**Texte à lire:**
---+---

Le domaine de liaison à la cellule mésodermique comporte des séquences reconnues par les intégrines α5β1. Le tripeptide RGD (arginine, glycine, asparagine) situé côté C-terminal est nécessaire à l'adhérence cellulaire.

Côté N-terminal, un site de haute affinité entre en synergie avec le précédent (Fig.162, Fig.163).

Figure 163

D'un point de vue comportemental, les cellules passent d'abord par une phase d'étalement sur la matrice extracellulaire (Fig.164).

Figure 164

Puis, les cellules progressent sur la matrice extracellulaire en régulant le nombre et l'emplacement de leurs point focaux (Fig.165).

L'actine fibrillaire se concentre dans le cytoplasme cortical au niveau du bord de progression de la cellule et participe activement à l'extension des filopodes.

Figure 165

Le mécanisme de progression de la cellule en migration est le suivant (Fig.166):

  1. Extension d'un pseudopode exploratoire

  2. Contact avec la matrice extracellulaire, création d'un point focal : adhésion

  3. Translocation du corps cellulaire

  4. Séparation du point focal postérieur : désadhésion.

Figure 166

En culture, le front de migration montre une activité protrusive intense. Les cellules émettent des vagues de lamellipodes exploratoires qui finissent par se fixer sur le substrat. Les corps cellulaires prennent appui sur ces lamellipodes et avancent dans le sens de la migration. L'image suivante permet de prendre conscience de ce phénomène, notamment par le marquage en rouge de l'actine associé aux lamellipodes (Fig.167-video3).

---+---

**Données fournies:**
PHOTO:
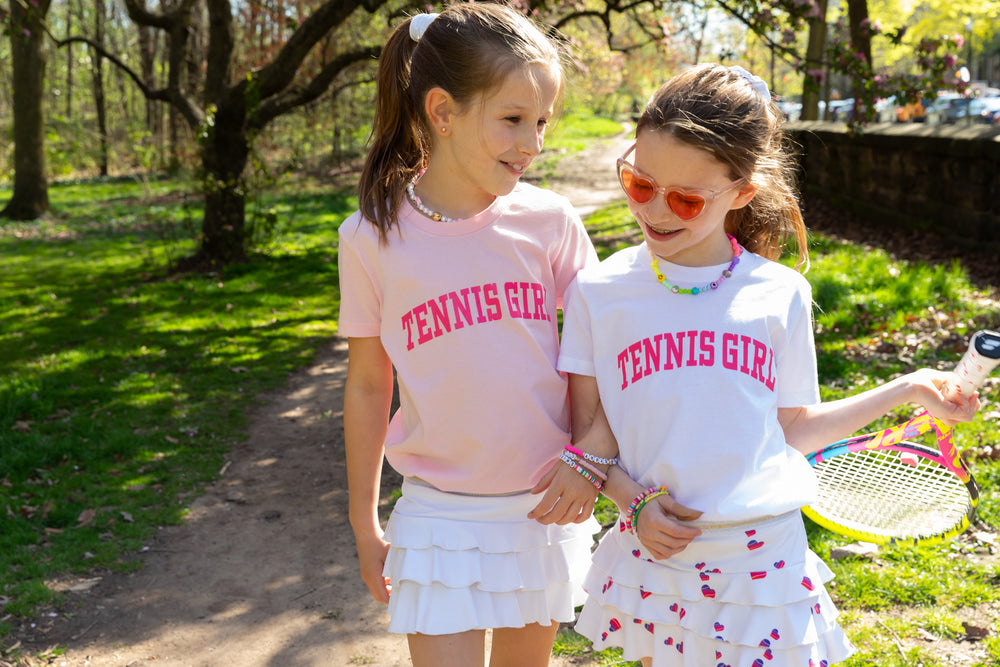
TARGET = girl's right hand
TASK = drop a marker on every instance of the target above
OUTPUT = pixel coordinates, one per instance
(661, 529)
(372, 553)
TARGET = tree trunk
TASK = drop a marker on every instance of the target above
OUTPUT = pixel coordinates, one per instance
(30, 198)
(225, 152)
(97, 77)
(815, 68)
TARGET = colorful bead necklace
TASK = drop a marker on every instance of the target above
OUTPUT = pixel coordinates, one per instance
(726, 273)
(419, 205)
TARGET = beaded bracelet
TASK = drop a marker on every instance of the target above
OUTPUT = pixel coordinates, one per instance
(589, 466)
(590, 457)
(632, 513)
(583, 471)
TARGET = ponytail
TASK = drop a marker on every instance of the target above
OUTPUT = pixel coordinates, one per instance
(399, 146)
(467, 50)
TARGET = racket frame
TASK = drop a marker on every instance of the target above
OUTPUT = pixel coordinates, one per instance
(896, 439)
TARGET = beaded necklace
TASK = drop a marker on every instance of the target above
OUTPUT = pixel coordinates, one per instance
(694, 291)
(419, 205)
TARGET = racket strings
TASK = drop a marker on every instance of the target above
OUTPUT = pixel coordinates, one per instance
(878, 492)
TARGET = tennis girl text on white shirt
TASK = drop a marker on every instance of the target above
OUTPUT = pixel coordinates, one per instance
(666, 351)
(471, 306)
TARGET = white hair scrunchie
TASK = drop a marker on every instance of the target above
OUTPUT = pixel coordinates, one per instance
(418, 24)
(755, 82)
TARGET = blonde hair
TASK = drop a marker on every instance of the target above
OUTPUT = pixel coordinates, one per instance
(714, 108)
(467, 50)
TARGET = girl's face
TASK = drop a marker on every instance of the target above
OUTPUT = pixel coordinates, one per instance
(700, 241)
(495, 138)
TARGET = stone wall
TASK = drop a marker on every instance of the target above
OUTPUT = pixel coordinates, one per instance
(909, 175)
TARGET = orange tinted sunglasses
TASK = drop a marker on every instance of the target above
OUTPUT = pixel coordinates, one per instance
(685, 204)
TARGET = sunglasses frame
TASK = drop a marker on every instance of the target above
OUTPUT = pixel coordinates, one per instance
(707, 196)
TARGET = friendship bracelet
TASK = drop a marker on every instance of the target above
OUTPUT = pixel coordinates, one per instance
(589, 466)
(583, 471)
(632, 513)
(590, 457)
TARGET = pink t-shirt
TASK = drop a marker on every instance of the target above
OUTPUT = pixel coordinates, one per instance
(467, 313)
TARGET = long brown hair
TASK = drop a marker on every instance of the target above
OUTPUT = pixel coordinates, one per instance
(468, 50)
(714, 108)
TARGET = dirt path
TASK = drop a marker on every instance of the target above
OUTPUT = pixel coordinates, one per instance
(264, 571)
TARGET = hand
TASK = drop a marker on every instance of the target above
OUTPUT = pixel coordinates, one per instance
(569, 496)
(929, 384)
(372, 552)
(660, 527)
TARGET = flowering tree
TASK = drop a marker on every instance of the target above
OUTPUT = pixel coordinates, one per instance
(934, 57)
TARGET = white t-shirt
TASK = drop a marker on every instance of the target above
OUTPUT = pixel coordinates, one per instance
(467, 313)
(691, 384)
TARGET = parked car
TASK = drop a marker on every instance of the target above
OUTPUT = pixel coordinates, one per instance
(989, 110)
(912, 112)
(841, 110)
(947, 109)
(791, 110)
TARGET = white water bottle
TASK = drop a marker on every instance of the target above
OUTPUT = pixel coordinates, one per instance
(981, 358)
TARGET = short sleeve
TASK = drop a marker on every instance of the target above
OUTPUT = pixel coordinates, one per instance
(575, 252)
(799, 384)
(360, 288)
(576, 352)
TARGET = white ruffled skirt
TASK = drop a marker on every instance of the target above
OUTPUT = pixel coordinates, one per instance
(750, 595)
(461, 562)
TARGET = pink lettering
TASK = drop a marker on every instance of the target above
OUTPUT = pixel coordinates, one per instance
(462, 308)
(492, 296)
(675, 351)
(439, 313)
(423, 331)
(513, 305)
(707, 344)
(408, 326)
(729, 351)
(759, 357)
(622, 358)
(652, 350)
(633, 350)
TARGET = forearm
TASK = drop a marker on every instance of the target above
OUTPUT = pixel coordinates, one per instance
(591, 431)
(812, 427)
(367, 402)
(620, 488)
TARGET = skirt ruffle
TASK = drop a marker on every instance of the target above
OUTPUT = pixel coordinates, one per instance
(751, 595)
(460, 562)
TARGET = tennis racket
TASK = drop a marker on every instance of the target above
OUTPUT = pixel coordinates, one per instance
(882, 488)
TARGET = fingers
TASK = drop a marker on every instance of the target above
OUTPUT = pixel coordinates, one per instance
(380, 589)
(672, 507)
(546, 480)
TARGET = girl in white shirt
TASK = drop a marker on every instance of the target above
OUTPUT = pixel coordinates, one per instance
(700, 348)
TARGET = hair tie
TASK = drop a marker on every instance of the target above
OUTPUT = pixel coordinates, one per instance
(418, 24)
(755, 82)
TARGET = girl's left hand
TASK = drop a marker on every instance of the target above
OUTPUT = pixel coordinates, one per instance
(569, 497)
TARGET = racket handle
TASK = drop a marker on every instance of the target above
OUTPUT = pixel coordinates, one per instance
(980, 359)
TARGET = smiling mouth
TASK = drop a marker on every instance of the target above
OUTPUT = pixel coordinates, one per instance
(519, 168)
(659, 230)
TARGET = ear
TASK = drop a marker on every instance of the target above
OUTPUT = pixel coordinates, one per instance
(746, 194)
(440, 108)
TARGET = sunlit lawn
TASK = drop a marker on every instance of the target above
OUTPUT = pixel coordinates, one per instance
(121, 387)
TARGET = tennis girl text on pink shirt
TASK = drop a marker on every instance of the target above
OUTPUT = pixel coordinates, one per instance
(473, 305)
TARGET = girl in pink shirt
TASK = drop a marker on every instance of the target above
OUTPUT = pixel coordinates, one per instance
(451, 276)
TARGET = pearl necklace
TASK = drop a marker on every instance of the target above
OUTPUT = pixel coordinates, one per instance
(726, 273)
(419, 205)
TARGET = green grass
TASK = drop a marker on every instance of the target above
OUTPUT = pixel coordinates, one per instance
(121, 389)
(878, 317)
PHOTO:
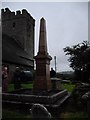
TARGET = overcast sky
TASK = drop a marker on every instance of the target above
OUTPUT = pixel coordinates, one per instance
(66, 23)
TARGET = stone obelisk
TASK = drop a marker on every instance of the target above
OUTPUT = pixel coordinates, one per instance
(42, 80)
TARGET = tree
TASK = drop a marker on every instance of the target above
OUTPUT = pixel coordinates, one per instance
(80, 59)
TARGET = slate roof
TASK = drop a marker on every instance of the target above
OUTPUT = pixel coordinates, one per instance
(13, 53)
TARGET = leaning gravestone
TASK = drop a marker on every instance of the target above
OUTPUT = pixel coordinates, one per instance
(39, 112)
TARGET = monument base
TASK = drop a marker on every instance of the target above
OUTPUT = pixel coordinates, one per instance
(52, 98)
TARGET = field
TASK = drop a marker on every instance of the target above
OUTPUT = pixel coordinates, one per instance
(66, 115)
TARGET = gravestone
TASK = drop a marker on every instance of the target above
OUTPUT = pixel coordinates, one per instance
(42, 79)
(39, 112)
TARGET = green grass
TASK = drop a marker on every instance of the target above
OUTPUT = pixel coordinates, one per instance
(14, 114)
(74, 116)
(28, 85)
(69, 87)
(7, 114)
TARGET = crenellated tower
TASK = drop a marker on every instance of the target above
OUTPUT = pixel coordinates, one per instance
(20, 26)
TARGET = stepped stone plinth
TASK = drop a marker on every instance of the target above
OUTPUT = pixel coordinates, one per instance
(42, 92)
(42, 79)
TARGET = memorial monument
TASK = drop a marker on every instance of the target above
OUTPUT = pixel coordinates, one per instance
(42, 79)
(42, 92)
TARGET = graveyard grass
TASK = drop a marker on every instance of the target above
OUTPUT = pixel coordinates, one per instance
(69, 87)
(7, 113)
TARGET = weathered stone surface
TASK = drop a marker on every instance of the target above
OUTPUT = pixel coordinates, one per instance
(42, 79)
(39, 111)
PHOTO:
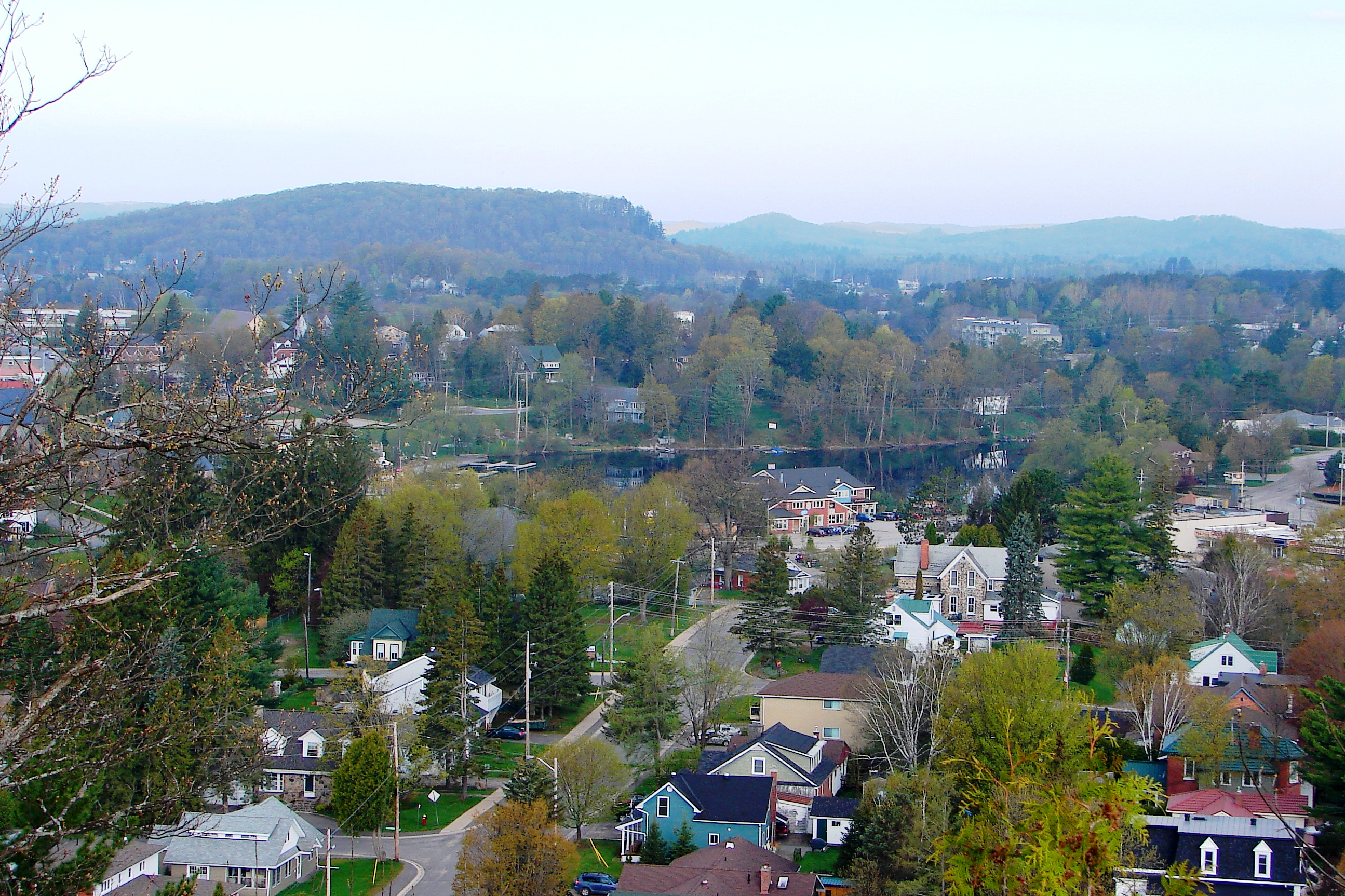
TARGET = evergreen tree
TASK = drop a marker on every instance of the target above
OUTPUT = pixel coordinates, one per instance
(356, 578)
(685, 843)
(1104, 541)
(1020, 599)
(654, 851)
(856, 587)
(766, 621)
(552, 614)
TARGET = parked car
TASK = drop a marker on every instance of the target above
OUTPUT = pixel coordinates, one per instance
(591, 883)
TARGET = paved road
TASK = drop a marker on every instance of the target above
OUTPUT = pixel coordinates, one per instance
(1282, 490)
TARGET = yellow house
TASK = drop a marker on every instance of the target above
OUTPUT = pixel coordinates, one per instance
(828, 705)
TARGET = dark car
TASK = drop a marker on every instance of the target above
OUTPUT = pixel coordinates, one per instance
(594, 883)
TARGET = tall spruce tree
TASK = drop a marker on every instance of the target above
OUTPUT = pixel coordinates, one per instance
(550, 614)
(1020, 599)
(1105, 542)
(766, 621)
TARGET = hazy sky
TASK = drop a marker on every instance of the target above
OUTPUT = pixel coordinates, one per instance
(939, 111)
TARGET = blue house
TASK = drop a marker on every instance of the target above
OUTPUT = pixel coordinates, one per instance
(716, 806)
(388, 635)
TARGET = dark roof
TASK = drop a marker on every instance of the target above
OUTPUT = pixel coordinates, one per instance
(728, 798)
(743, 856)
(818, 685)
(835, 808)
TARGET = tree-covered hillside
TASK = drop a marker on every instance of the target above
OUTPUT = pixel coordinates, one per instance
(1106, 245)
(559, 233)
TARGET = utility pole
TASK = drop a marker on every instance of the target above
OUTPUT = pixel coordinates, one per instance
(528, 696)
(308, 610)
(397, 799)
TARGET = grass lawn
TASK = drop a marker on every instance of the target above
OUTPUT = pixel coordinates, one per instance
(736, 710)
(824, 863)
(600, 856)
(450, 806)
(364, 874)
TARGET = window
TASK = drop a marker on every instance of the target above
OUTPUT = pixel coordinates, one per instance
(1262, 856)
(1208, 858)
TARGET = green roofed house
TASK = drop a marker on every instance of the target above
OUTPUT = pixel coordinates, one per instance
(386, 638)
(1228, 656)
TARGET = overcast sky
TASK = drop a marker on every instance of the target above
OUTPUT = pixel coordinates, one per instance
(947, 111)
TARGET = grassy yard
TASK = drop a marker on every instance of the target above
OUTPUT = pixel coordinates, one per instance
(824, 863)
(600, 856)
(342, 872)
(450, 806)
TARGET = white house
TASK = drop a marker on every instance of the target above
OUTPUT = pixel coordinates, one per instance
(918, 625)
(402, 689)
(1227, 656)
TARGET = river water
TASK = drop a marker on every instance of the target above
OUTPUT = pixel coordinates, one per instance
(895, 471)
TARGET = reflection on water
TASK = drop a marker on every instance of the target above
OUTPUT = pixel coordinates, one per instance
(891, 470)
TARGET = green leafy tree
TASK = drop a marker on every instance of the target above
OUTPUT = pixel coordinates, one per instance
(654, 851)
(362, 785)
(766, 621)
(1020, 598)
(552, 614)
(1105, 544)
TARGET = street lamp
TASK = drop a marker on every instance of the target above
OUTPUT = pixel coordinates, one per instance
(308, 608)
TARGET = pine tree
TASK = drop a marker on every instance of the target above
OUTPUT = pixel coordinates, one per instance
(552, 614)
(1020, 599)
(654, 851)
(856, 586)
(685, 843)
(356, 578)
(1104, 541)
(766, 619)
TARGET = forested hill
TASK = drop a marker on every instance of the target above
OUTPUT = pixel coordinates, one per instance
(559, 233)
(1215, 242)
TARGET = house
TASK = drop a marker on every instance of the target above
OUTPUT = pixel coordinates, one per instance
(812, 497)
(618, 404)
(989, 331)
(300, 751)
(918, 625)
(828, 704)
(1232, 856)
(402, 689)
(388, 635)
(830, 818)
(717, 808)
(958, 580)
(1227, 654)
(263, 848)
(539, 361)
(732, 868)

---+---

**Tâches et exercices:**
A – Recopiez à l'identique, dans le texte sur la migration cellulaire, tout le passage qui va de « Le domaine de » jusqu'à « l'extension des filopodes. ».
B – Traduisez en anglais cette phrase du texte sur la migration cellulaire : « L'actine fibrillaire se concentre dans le cytoplasme cortical au niveau du bord de progression de la cellule et participe activement à l'extension des filopodes. »

**Réponses aux exercices:**
A –
Le domaine de liaison à la cellule mésodermique comporte des séquences reconnues par les intégrines α5β1. Le tripeptide RGD (arginine, glycine, asparagine) situé côté C-terminal est nécessaire à l'adhérence cellulaire.

Côté N-terminal, un site de haute affinité entre en synergie avec le précédent (Fig.162, Fig.163).

Figure 163

D'un point de vue comportemental, les cellules passent d'abord par une phase d'étalement sur la matrice extracellulaire (Fig.164).

Figure 164

Puis, les cellules progressent sur la matrice extracellulaire en régulant le nombre et l'emplacement de leurs point focaux (Fig.165).

L'actine fibrillaire se concentre dans le cytoplasme cortical au niveau du bord de progression de la cellule et participe activement à l'extension des filopodes.

B – Fibrillar actin concentrates in the cortical cytoplasm at the leading edge of the cell and actively contributes to the extension of filopodia.